** Start of Given passage **

Bach: Harpsichord Concertos Vol. 3

Trevor Pinnock, Marieke Spaans, Marcus Mohlin harpsichords, Katy Bircher flute, Manfredo Kraemer violin, Concerto Copenhagen, Lars Ulrik Mortensen harpsichord/director
106:20 (2 CDs in a single jewel case)
cpo 777 681-2
BWV 1044, 1060–65

[dropcap]T[/dropcap]his 2-CD set completes the recordings by Concerto Copenhagen and Lars Ulrik Mortensen of the Bach Concerti, where Mortensen is partnered by Trevor Pinnock in the two harpsichord concerti, and by others in the three and four harpsichord ones. The triple concerto for flute, violin and harpsichord makes up the set.

No-one who has heard the other volumes or the recently released violin concerti by Concerto Copenhagen will want to miss these. This group plays stylishly, rhythmically and with a sense of delight in the intricate filigree music that these multiple instrument recordings offer. This suits the impish joie de vivre that Trevor Pinnock, having relinquished his long and creative association with the English Concert, brings to his music-making these days, and he makes a splendid partner to Mortensen. It was a young Mortensen whom Pinnock got to join them in the English Concert’s 1981 recording of the three and four harpsichord concerti, so here, thirty years on, we have a return match.

** End of Given passage **

#### [Requests]
**A)** In the Bach harpsichord concertos review, rewrite the stretch from "[dropcap]T[/dropcap]his 2-CD set" through "up the set.", substituting "concludes" for "completes".
**B)** Extend the Bach harpsichord concertos review, picking up right after its last sentence.

** Start of Stored rows **

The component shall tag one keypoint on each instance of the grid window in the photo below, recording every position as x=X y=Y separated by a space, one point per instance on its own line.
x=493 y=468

** End of Stored rows **
** Start of Stored rows **

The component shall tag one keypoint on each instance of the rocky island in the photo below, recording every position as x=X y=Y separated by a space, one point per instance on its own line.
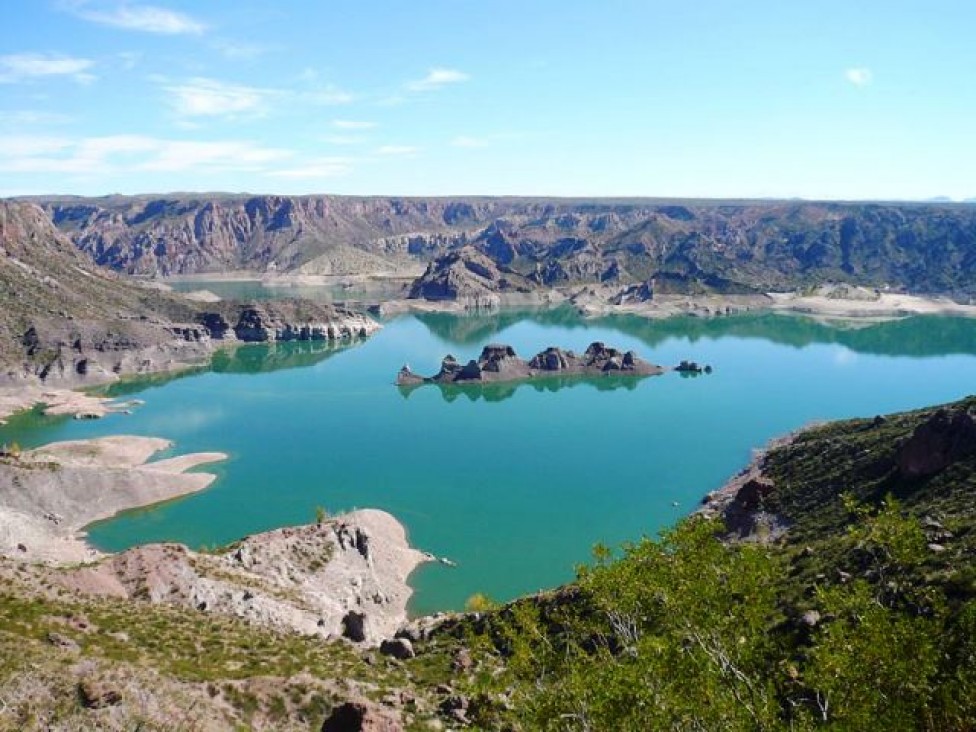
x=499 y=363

** End of Stored rows **

#### [Answers in order]
**A)**
[dropcap]T[/dropcap]his 2-CD set concludes the recordings by Concerto Copenhagen and Lars Ulrik Mortensen of the Bach Concerti, where Mortensen is partnered by Trevor Pinnock in the two harpsichord concerti, and by others in the three and four harpsichord ones. The triple concerto for flute, violin and harpsichord makes up the set.

**B)**
The booklet, though slender, is full of useful information – just who is playing in which concerti, and which are done one-to-a-part – the C minor version of the double violin concerto BWV 1062 being one; who made the harpsichords, and what instruments they are based on – those played by Pinock and Mortensen are copies by John Phillips of a 1722 Dresden Johann Heinrich Gräbner, together with the pitch and ‘an unequal temperament’. It sets out the complexities of dating the concerti, and recognises the critical questions around the different scorings – or supposed scorings in the case of the putative oboe d’amore concerto – of which versions are provided in the NBA volumes that contain the versions for harpsichord. It used to be thought that all these concerti dated from Bach’s time at Köthen between 1717 and 1723. More recent analysis and dating of sets of surviving MSS parts make it seem more likely that, as with the parodied birthday cantatas of the Köthen period, much of the instrumental music was reused later, probably when Bach became leader of the Leipzig Collegium Musicum in the 1730s. Were the instrumental parts that accompany the C major BWV 1061 – and a version exists without any strings at all – added by Bach or someone else, for example?

Whatever the complexities, these performances – recorded in 2011 and 2013 in the bell-like acoustics of the Garnison church in Copenhagen – are excellent, to my mind the only other group offering performances of a comparable standard at the moment being John Butt’s Dunedin Consort.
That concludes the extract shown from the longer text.